- YOUR OBJECTIVE
Each line in the data must be reproduced as written, except for any picture.

- RECORD EXTRACTS
"""

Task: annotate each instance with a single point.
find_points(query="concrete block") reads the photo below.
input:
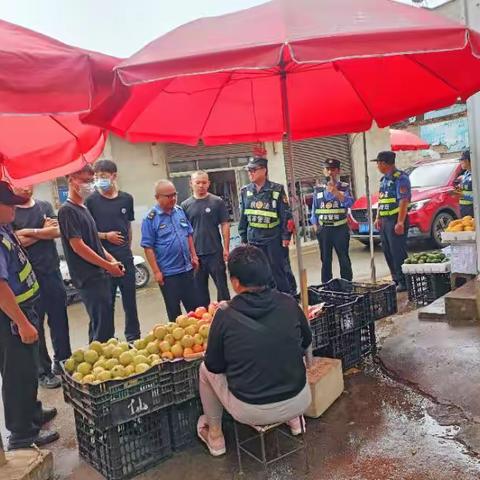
(326, 382)
(29, 464)
(461, 305)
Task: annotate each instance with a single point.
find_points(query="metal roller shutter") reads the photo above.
(310, 155)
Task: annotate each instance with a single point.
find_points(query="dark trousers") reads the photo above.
(126, 284)
(394, 248)
(211, 265)
(275, 253)
(19, 370)
(338, 238)
(97, 298)
(178, 289)
(53, 304)
(466, 210)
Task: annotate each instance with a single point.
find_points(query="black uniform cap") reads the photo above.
(332, 163)
(386, 157)
(257, 162)
(7, 197)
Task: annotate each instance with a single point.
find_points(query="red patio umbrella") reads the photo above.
(34, 149)
(41, 75)
(304, 68)
(403, 140)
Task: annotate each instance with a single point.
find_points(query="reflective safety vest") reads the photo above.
(261, 208)
(388, 204)
(29, 286)
(467, 190)
(330, 213)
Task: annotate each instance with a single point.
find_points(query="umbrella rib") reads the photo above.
(433, 73)
(220, 90)
(337, 66)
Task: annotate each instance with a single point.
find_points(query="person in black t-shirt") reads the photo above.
(207, 212)
(87, 260)
(113, 213)
(36, 227)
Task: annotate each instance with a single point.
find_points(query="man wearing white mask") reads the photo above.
(113, 213)
(89, 263)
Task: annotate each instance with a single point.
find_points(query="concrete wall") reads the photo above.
(378, 139)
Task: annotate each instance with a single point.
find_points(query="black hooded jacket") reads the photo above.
(258, 342)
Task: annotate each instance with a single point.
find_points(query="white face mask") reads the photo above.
(86, 189)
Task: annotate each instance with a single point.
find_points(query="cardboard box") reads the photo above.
(326, 382)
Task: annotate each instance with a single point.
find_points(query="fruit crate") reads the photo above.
(124, 451)
(425, 288)
(184, 379)
(347, 347)
(119, 401)
(380, 299)
(183, 423)
(349, 310)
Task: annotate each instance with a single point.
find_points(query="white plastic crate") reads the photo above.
(411, 268)
(458, 237)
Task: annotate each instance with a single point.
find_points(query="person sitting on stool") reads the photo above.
(241, 371)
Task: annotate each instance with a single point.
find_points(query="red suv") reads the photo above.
(434, 203)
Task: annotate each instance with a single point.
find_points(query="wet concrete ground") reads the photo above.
(379, 429)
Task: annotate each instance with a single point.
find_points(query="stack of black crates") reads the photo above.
(346, 327)
(126, 427)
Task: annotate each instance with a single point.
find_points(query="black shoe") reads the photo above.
(44, 437)
(48, 414)
(49, 381)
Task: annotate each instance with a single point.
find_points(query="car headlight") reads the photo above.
(418, 205)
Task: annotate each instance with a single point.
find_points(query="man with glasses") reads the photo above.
(167, 238)
(264, 219)
(113, 213)
(88, 262)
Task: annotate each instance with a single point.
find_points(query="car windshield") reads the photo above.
(432, 175)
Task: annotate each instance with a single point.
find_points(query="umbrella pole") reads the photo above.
(373, 272)
(293, 194)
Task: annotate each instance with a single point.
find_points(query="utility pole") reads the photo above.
(471, 11)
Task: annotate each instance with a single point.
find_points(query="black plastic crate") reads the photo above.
(380, 299)
(185, 379)
(126, 450)
(118, 401)
(346, 347)
(425, 288)
(183, 423)
(349, 310)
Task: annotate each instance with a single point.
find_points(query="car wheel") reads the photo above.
(142, 276)
(439, 224)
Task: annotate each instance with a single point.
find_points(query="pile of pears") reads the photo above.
(116, 360)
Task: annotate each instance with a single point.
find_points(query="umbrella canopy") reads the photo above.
(403, 140)
(41, 75)
(345, 63)
(38, 148)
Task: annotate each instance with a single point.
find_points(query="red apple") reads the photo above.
(200, 311)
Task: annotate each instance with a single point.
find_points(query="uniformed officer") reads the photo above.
(466, 192)
(331, 202)
(167, 238)
(264, 213)
(392, 220)
(24, 416)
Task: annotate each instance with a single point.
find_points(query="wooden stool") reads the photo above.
(277, 429)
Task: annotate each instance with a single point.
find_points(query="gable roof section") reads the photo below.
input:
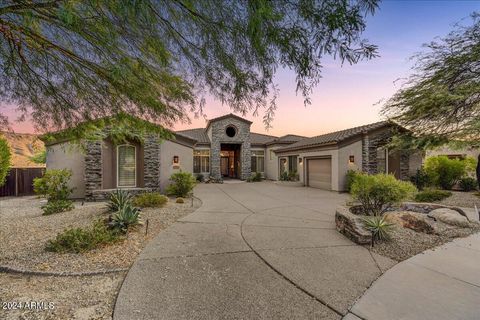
(334, 137)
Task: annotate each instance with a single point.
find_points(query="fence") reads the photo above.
(19, 181)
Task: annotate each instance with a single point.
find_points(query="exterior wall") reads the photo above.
(69, 156)
(169, 149)
(218, 136)
(354, 149)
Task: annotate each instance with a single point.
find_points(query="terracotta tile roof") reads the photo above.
(334, 137)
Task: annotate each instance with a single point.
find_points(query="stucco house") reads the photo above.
(226, 148)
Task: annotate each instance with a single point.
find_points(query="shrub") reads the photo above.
(444, 172)
(78, 240)
(57, 206)
(350, 178)
(420, 179)
(118, 200)
(54, 184)
(180, 200)
(431, 195)
(125, 218)
(4, 160)
(182, 184)
(378, 226)
(378, 192)
(468, 184)
(150, 199)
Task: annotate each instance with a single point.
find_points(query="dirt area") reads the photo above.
(24, 233)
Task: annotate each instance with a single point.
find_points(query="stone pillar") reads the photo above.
(93, 168)
(151, 170)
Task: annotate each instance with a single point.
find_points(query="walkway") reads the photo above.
(252, 251)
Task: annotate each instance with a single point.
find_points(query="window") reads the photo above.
(381, 160)
(258, 161)
(292, 163)
(126, 166)
(201, 161)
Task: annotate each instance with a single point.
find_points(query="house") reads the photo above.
(226, 148)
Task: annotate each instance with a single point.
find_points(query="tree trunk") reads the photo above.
(478, 171)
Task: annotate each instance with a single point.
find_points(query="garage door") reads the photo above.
(319, 173)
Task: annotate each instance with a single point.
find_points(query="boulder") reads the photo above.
(449, 216)
(415, 221)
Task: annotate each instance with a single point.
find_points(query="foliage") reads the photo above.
(125, 218)
(180, 200)
(150, 199)
(468, 184)
(378, 192)
(379, 227)
(350, 178)
(200, 177)
(432, 195)
(420, 179)
(439, 102)
(78, 240)
(256, 177)
(444, 172)
(284, 176)
(182, 184)
(57, 206)
(118, 199)
(39, 157)
(5, 157)
(69, 61)
(54, 184)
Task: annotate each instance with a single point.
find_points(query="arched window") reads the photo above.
(126, 166)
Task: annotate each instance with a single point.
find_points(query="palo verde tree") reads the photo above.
(4, 160)
(67, 61)
(440, 102)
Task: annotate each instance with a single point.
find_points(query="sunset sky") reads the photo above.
(352, 95)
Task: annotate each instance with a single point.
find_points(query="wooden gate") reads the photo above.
(19, 181)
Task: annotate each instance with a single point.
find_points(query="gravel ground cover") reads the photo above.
(24, 233)
(405, 243)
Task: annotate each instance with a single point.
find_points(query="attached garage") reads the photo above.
(319, 173)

"""

- SOLUTION TO THIS PROBLEM
Task: annotate each instance with a single point.
find_points(query="concrete block") reads the photo below.
input:
(326, 382)
(29, 464)
(461, 305)
Task: annotate each instance with a single point.
find_points(query="metal roller shutter") reads the photo above.
(310, 155)
Task: annotate each instance with a single point.
find_points(query="dark trousers") reads the photo above.
(126, 284)
(394, 248)
(211, 265)
(275, 253)
(19, 370)
(338, 238)
(97, 298)
(178, 289)
(53, 304)
(466, 210)
Task: annotate each instance with a single point.
find_points(query="black uniform cap") reads the photo above.
(332, 163)
(386, 157)
(257, 162)
(7, 197)
Task: annotate each instance with a single point.
find_points(query="red patio umbrella") reads the photo above.
(34, 149)
(41, 75)
(304, 68)
(403, 140)
Task: annotate each instance with a single point.
find_points(query="reflective safety vest") reads the photo above.
(261, 208)
(388, 204)
(29, 286)
(467, 190)
(330, 213)
Task: annotate each instance with a single point.
find_points(query="umbrella rib") reads the photo above.
(433, 73)
(220, 90)
(337, 66)
Task: annotate each instance with a single point.
find_points(query="person in black t-shirt") reads the photo above.
(207, 212)
(87, 260)
(113, 213)
(36, 227)
Task: annotate each instance with a single point.
find_points(query="man wearing white mask") reads the photo above.
(113, 213)
(89, 263)
Task: annotate each instance with a single point.
find_points(query="concrete wall") reads the photo above.
(378, 139)
Task: annotate each instance with a single point.
find_points(query="black hooded jacket") reads the photo above.
(258, 342)
Task: annotate each instance with a single point.
find_points(query="white face mask") reads the photo above.
(86, 189)
Task: annotate each instance with a single point.
find_points(query="cardboard box") reads the photo above.
(326, 382)
Task: annotate each instance with a single point.
find_points(query="fruit crate") reads the photo above.
(124, 451)
(425, 288)
(184, 379)
(347, 347)
(119, 401)
(380, 299)
(183, 423)
(349, 310)
Task: annotate each instance with a single point.
find_points(query="white plastic crate") reads the photo above.
(411, 268)
(458, 237)
Task: annotate each instance with a single point.
find_points(query="person sitting on stool") reads the photo above.
(241, 371)
Task: annotate each instance with a single point.
find_points(query="red suv") reads the photo above.
(434, 203)
Task: annotate each instance with a single point.
find_points(query="wet concrete ground") reads the photo above.
(379, 429)
Task: annotate each instance with a single point.
find_points(query="stack of black crates") reads the photo above.
(346, 327)
(126, 427)
Task: annotate each instance with a single point.
find_points(query="black shoe") reads the photo above.
(44, 437)
(48, 414)
(49, 381)
Task: annotate each instance with a single point.
find_points(query="car headlight") reads the photo above.
(418, 205)
Task: annotate each instance with a single point.
find_points(query="man with glasses") reads the photo above.
(167, 238)
(264, 219)
(113, 213)
(88, 262)
Task: annotate each instance with a single point.
find_points(query="car windshield") reads the photo above.
(432, 175)
Task: annotate each instance with a single point.
find_points(query="umbrella pole") reads the photo above.
(373, 272)
(293, 194)
Task: annotate each instance with a single point.
find_points(query="utility pole") reads the photo above.
(471, 11)
Task: annotate each instance with a single point.
find_points(query="black plastic crate") reads the photo above.
(380, 299)
(185, 379)
(126, 450)
(118, 401)
(346, 347)
(425, 288)
(183, 423)
(349, 310)
Task: annotate each instance with a single point.
find_points(query="car wheel") reads the photo above.
(142, 276)
(439, 224)
Task: annotate each instance with a single point.
find_points(query="pile of pears") reads the photo above.
(116, 360)
Task: annotate each instance with a single point.
find_points(query="umbrella canopy") reads the photo above.
(403, 140)
(41, 75)
(345, 63)
(38, 148)
Task: annotate each instance with a single point.
find_points(query="red apple") reads the photo above.
(200, 311)
Task: annotate each instance with a single point.
find_points(query="uniformed officer") reads the photo above.
(466, 192)
(331, 202)
(167, 238)
(264, 213)
(392, 220)
(24, 416)
Task: annotate each instance with a single point.
find_points(query="wooden stool") reads the photo above.
(277, 429)
Task: annotate each instance with a single point.
find_points(query="gable roof section") reads the photo below.
input:
(334, 137)
Task: annotate each instance with a single point.
find_points(query="fence") reads the photo above.
(19, 181)
Task: annotate each instance with a single point.
find_points(query="exterior wall") reads the photo above.
(69, 156)
(169, 149)
(218, 136)
(354, 149)
Task: annotate each instance with a single point.
find_points(query="terracotta tile roof") reads the photo above.
(334, 137)
Task: annotate each instance with a single point.
find_points(query="stucco house") reads the photo above.
(226, 148)
Task: annotate each instance with a single point.
find_points(query="shrub") reads the photo above.
(444, 172)
(78, 240)
(57, 206)
(350, 178)
(420, 179)
(118, 200)
(54, 184)
(180, 200)
(431, 195)
(125, 218)
(4, 160)
(182, 184)
(378, 226)
(378, 192)
(468, 184)
(150, 199)
Task: annotate each instance with a single point.
find_points(query="dirt area") reads the photo above.
(24, 233)
Task: annotate each instance with a single point.
find_points(query="stone pillar") reads the photo above.
(93, 168)
(151, 170)
Task: annotate each instance with a single point.
find_points(query="walkway") reads the photo above.
(252, 251)
Task: annotate each instance with a single point.
find_points(query="window") reads the photo above.
(381, 160)
(258, 161)
(292, 163)
(126, 166)
(201, 161)
Task: annotate each instance with a single point.
find_points(query="house") reads the photo above.
(226, 148)
Task: annotate each instance with a single point.
find_points(query="tree trunk") reads the photo above.
(478, 171)
Task: annotate each instance with a single point.
find_points(query="garage door") reads the photo above.
(319, 173)
Task: annotate each instance with a single point.
find_points(query="boulder") reads the photo above.
(449, 216)
(415, 221)
Task: annotate each instance with a single point.
find_points(query="foliage") reads the photo above.
(125, 218)
(180, 200)
(150, 199)
(468, 184)
(378, 192)
(379, 227)
(350, 178)
(200, 177)
(432, 195)
(420, 179)
(439, 102)
(78, 240)
(256, 177)
(444, 172)
(284, 176)
(182, 184)
(57, 206)
(118, 199)
(39, 157)
(5, 157)
(69, 61)
(54, 184)
Task: annotate each instance with a single point.
find_points(query="arched window") reads the photo above.
(126, 166)
Task: annotate each instance with a single point.
find_points(query="palo verde tree") reads the photo above.
(4, 160)
(67, 61)
(440, 102)
Task: annotate each instance with a single point.
find_points(query="sunset sky") reads the photo above.
(352, 95)
Task: annotate each instance with a single point.
find_points(query="wooden gate") reads the photo above.
(19, 181)
Task: annotate each instance with a single point.
find_points(query="gravel ground cover") reads the photo above.
(24, 233)
(405, 243)
Task: annotate each instance with a single point.
find_points(query="attached garage") reads the photo above.
(319, 173)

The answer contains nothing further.